***** RECORDS FOR THE TASK *****

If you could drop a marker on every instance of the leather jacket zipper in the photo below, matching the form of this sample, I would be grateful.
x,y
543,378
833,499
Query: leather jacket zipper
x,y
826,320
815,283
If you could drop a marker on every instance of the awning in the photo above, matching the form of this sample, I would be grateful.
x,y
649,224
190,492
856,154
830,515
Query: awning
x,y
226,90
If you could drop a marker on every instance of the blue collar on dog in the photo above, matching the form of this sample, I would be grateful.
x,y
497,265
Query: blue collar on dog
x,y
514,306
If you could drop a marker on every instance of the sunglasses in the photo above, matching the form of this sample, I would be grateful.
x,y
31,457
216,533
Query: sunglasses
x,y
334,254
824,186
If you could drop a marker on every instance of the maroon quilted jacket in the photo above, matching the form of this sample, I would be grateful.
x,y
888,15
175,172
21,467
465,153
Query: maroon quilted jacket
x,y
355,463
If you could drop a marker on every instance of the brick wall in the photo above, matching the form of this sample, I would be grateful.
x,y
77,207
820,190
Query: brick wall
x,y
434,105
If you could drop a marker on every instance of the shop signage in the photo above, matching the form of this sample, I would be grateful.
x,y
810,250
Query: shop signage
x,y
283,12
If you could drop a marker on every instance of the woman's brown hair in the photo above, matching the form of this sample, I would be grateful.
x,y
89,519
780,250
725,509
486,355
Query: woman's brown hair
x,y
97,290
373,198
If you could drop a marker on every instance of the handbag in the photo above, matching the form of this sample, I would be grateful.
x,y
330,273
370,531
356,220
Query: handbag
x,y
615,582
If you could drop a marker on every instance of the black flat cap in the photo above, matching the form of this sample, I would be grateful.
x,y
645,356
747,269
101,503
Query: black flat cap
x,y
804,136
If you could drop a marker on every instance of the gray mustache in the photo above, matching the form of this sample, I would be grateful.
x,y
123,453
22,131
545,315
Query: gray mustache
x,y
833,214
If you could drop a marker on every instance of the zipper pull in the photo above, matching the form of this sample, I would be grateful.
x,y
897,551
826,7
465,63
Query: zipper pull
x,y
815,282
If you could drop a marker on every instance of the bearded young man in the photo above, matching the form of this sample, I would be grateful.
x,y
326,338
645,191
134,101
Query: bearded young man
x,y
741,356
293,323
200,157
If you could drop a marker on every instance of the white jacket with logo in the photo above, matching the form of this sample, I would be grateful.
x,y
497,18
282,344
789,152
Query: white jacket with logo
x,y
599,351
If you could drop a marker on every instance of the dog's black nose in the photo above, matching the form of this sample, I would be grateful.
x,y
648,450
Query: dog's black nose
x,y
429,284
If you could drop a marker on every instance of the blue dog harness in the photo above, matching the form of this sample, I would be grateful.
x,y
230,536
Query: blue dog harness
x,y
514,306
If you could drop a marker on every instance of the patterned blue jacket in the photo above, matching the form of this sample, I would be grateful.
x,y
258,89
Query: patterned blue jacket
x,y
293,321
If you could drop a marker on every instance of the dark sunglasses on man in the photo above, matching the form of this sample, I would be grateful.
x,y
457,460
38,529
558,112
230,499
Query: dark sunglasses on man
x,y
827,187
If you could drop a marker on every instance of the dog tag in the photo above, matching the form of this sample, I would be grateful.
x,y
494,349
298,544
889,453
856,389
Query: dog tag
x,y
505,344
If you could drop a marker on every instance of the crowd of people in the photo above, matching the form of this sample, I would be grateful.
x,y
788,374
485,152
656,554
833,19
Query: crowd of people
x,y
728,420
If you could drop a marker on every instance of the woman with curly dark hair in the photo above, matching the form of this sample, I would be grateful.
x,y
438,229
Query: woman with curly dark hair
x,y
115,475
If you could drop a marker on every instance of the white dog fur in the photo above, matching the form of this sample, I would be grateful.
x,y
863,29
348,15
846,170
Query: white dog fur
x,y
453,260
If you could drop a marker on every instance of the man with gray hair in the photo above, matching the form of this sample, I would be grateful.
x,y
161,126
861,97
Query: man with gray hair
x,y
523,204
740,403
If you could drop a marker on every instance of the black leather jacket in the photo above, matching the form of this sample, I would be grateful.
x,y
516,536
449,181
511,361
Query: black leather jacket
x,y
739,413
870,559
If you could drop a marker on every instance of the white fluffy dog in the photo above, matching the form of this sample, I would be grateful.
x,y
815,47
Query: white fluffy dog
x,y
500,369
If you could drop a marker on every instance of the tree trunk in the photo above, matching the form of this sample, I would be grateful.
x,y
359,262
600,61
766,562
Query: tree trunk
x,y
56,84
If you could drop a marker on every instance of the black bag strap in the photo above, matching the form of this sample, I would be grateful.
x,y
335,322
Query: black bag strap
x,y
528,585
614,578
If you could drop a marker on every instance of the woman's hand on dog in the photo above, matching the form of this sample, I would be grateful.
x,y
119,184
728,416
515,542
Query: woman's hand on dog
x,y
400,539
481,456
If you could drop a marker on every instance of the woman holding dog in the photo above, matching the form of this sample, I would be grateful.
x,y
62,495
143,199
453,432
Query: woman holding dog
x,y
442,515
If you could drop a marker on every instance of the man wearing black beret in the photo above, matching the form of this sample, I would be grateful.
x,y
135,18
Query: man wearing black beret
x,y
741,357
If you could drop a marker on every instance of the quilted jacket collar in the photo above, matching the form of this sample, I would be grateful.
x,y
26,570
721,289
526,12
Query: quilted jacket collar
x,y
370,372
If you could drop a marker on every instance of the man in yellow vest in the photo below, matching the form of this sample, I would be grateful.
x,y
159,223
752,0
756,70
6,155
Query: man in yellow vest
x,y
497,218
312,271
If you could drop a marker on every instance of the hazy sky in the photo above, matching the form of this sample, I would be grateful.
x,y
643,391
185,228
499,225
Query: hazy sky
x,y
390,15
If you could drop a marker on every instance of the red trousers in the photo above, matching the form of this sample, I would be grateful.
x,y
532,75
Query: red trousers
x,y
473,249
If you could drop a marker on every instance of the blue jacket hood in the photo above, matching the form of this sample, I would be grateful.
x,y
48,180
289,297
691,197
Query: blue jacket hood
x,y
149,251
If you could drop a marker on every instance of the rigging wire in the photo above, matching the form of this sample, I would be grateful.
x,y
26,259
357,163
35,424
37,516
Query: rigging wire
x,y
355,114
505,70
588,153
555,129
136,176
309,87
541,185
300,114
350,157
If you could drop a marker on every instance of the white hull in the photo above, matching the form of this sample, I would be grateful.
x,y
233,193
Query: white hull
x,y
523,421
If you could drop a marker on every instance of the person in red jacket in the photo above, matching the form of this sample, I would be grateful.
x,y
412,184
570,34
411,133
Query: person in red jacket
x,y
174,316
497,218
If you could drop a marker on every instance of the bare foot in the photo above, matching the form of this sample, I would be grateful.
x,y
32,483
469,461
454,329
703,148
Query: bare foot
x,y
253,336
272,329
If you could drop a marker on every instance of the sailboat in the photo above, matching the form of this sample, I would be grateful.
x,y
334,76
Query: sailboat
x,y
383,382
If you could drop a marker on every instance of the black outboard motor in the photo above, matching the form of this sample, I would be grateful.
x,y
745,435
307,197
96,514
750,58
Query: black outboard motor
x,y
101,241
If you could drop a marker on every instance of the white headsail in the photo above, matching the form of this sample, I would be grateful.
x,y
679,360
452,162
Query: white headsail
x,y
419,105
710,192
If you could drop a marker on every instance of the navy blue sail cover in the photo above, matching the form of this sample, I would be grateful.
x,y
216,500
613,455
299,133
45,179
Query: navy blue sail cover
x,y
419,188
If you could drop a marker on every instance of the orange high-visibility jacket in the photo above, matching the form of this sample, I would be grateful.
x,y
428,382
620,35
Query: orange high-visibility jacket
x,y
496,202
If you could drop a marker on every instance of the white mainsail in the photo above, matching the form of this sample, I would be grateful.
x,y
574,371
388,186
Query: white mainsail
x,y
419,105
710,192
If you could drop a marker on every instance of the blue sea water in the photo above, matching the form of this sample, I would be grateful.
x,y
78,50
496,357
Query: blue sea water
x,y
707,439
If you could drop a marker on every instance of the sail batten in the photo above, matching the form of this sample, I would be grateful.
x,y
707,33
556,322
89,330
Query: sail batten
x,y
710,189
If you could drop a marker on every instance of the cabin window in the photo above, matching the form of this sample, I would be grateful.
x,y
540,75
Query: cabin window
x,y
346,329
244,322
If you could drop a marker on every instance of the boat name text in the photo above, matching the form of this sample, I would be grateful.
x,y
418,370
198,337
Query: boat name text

*****

• _YOUR INSTRUCTIONS_
Look over the records above, and wherever a line contains the string "below", copy that line.

• _OUTPUT OF THE TASK_
If you could drop a marker on every instance of the leather jacket zipper in the photo below, matching the form of this sample, I would be grateful.
If you could drop a marker on every instance of the man in yellow vest in the photo below, matching the form of this sample, I would be grateful.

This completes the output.